»»

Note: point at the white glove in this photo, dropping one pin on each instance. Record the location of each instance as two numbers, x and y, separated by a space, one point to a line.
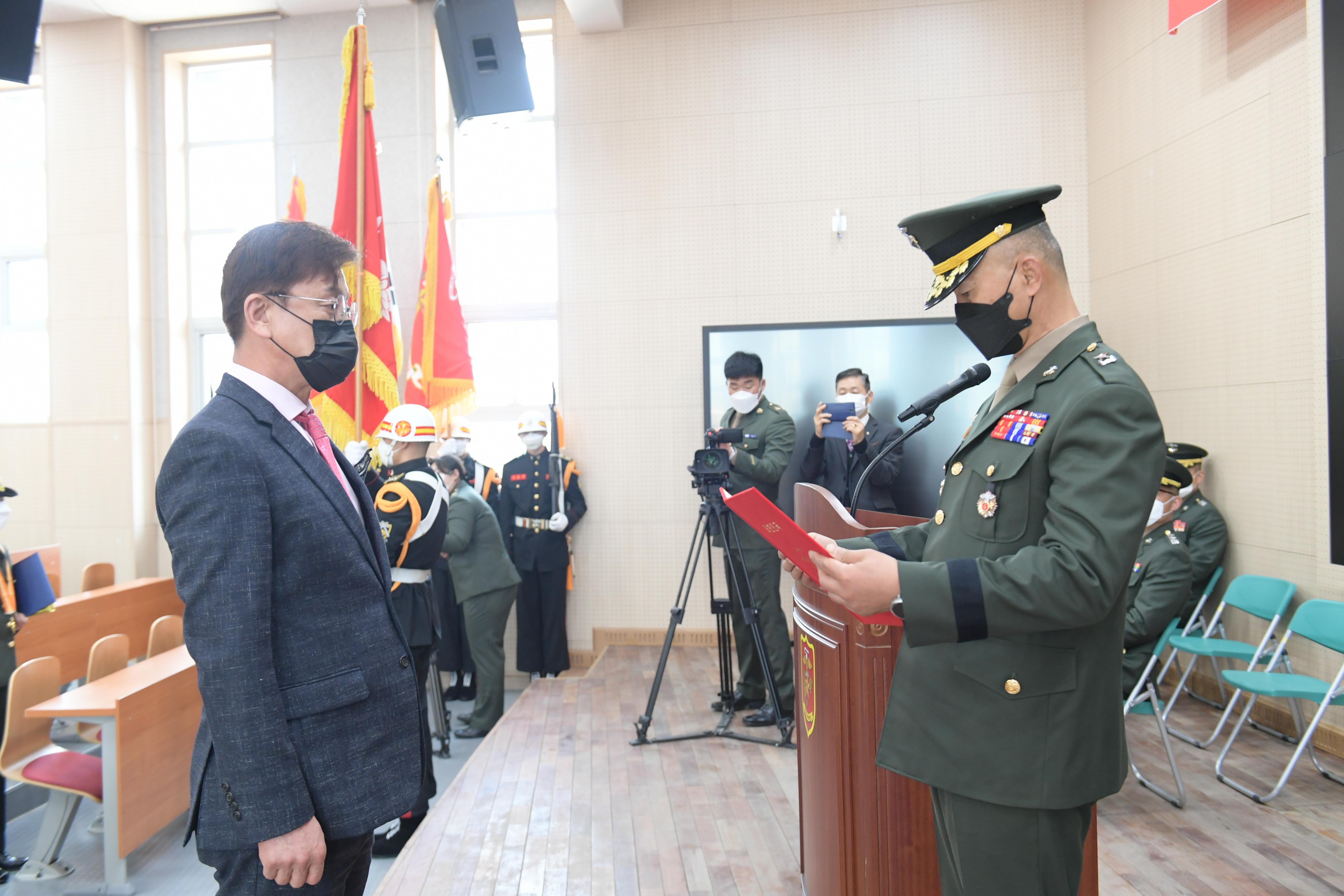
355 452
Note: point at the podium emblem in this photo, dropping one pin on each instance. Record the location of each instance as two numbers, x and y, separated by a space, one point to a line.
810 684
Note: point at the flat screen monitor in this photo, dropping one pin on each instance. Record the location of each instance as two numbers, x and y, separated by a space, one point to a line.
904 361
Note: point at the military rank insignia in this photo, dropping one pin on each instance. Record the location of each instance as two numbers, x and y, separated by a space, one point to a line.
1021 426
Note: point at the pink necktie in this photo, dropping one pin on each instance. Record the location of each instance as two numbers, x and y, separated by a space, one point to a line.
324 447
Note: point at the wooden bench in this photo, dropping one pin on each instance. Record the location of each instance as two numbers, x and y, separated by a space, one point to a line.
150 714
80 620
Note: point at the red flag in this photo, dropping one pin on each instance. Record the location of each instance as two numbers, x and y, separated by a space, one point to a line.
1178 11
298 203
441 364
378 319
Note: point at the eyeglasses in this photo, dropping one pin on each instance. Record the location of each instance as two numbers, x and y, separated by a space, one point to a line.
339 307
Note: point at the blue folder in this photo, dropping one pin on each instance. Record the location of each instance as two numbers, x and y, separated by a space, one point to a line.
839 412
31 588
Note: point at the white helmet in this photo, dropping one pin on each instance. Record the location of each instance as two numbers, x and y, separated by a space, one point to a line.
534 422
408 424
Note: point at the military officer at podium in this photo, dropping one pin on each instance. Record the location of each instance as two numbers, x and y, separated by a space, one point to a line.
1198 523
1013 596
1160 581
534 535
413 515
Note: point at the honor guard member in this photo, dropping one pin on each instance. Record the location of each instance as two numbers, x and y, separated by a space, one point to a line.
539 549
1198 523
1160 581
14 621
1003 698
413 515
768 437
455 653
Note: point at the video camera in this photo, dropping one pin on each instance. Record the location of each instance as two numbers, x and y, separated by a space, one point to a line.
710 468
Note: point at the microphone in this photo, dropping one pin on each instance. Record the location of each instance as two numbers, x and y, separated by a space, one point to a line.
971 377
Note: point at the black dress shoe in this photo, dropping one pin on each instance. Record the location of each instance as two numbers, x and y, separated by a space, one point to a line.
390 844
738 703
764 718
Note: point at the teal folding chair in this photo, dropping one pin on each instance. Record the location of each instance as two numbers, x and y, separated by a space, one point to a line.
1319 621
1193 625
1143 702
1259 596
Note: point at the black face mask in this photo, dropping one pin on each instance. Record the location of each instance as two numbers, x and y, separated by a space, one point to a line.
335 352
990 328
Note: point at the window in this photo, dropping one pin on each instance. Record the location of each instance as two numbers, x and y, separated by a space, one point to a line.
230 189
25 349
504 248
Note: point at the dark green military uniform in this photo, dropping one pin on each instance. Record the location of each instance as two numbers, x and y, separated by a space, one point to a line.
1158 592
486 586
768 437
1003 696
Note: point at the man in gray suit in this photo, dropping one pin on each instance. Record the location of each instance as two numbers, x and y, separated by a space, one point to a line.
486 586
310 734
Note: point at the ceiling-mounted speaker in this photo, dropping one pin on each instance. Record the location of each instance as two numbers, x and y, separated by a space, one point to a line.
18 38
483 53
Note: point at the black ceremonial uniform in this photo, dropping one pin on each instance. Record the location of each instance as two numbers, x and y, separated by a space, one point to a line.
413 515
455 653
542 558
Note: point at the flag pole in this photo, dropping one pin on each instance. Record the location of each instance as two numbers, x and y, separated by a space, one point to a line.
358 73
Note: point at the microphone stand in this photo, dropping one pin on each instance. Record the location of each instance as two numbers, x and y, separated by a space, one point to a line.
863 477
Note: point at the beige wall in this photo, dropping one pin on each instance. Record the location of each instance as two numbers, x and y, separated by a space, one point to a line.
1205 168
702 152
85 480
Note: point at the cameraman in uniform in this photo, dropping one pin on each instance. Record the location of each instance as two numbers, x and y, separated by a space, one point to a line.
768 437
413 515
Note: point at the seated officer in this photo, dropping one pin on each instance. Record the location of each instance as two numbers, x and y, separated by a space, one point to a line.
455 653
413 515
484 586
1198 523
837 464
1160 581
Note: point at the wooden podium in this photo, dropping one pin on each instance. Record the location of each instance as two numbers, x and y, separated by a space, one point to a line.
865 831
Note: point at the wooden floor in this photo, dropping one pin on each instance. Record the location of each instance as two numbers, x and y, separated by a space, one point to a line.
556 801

««

● INSTRUCTION
Copy all of the records above word for word, with their answers, but leave out the pictures.

● RESULT FOR THIS EXERCISE
Note: point at the white glove in this photo, dropping one pin on each instance. Record the location of each instance as two numbers, x and y, separated by a space, one point to a line.
355 452
Note: point at the podium emblem in this photo, dropping one pin on each instance. Record the location of each instance as two numbers, x and y, separated by a space, one point to a line.
810 684
Note: point at the flat screen monitor in this photo, dropping one pin on each instance. Record the location of each instance as two numbers, x and y, separated by a space, one point to a line.
904 361
Note: point at the military rank insignia in this photo, dropping one pin on each instance. Record the location of each instance as two numbers, x and y, separated by a space, one point to a line.
1021 426
Note: point at the pink necktie in this photo, dropping one pin on each instance. Record the location of each instance as two numbers, x and y, separated by a space, one point to a line.
324 447
Note: point at the wooden bench in this photo, dropping one pin on each instance. Record the location of each instance as two numbers, x and y, separated by a space, one point to a line.
150 714
80 620
Note: point at the red flag in this photo, dropping one pin on each instance. Record the location of each instance as two numbers, x and y, separated by a space, one point to a line.
1178 11
298 203
441 364
378 319
Note: point at the eyeglasses in this photo, dropping one pin on each instance. Record the location of each instance as two numbers, x and y, separated by a space, one point to a line.
339 307
Note: point at the blue folder in this photo, dropping one pin on each instance. Record the location of each instance as two numbers, x and y, separated by a space, one point to a line.
839 412
31 588
Note: point at the white helmet in this photo, dropping one pin on each instance. Record the location of each instance as two numbers, x and y, separated by a space, one point to a line.
534 422
408 424
Note: point at the military officer at podium in this photo, dropping one pin on each instance. Record the location of each instance as two numbers, x and y, separated by a space, one point to a line.
1198 523
1013 596
1160 581
534 535
413 515
Note: point at the honor guard member in this photo, dropping one pin on each instance. Record the location of each instance as two numbers, x and y, separated by a space, one point to a line.
539 549
1198 523
1160 581
14 621
1003 698
413 515
768 437
455 653
Note: point at the video camera in this photo, dropping one pin on each instance. Record the location of each instance as two numbers, x and y, separated by a space, one point to a line.
710 468
Note: point at the microphone in this photo, dropping one pin on each instance. Record the location of each instance as two numbers, x and y, separated by a space, one point to a line.
971 377
Note: point at the black dress shoe in this photo, dropping one pin on each instance. Record the location of each instance as two numbers, x and y, separated by a space, one point to a line.
390 844
738 703
764 718
Note: point at the teal folding chair in this photo, dropping one pin on each instance. Record the location of each instance as two numbers, x and y, separated by a space, one point to a line.
1319 621
1193 625
1143 702
1259 596
Note: point at the black face mask in this photo, dropping one pin on each instance. Record the location of each instance as two numbers, x and y, separated by a space, one point to a line.
335 352
990 328
Note: point at the window in this photo, dropping one pin on each instance. Record the location of each instance as two numbers, x and y, separated by a space, one point to a line.
230 189
25 349
504 248
Note: point at the dark green military uniform in this photo, dropping one pin on each instance. Record the location of each instance as two numbers, x and y, separated by a space, one point to a line.
1158 592
486 586
768 437
1003 696
Note: point at the man in gray suit in this photo, dropping one pin on each instance. Record the location of each instance as two numbers, x and y, separated by a space, one point to a line.
486 586
310 734
Note: point at the ceiling-mounted speaker in this photo, dropping one pin on each instance. Record the location of each instance as two numbers, x and y, separated by a space, one point to a line.
18 38
483 53
Note: point at the black ceremonial uniform in this photo, dropping one pin on each instance. Record the location of each instance as two numbers, x and y, separated by a space, one point to a line.
413 515
455 653
542 558
Note: point at the flag pole in this photo, dropping one pin on each instance. Record the location of each instance as two numbers, x and y, separated by a space, one point to a line.
358 73
Note: point at the microphone stand in this photo, dropping one pin on each instance. Record the location of each instance as two numbers, x and y, separated by a space, one point to a line.
863 477
Note: point at the beige wall in this photo, dropping one pin on each instance. Record the location of each instance as two numbers, x and y, separated by a space, one point to a line.
1205 168
702 152
85 480
Note: point at the cameraman in uniform in this photo, dropping one pin on each instance. Record the location of each instance as two numbers, x and y, separated by a space, one point to a line.
768 437
413 515
Note: point at the seated officer in this photo, dropping one pin on each instance. Record the location of each instance as two numbers, x and y, separated by a space, one point to a line.
455 653
413 515
484 586
1198 523
837 464
1160 581
Note: point at the wooden podium in this photo, dropping one pin on each instance. Record the location of each instance as two numbers, x and y, separated by a space, one point to a line.
865 831
Note: point at the wooden floor in this photo, dropping one pin on each instance. Record the location of each instance as two numbers, x and y, separated by a space, one point to a line.
556 801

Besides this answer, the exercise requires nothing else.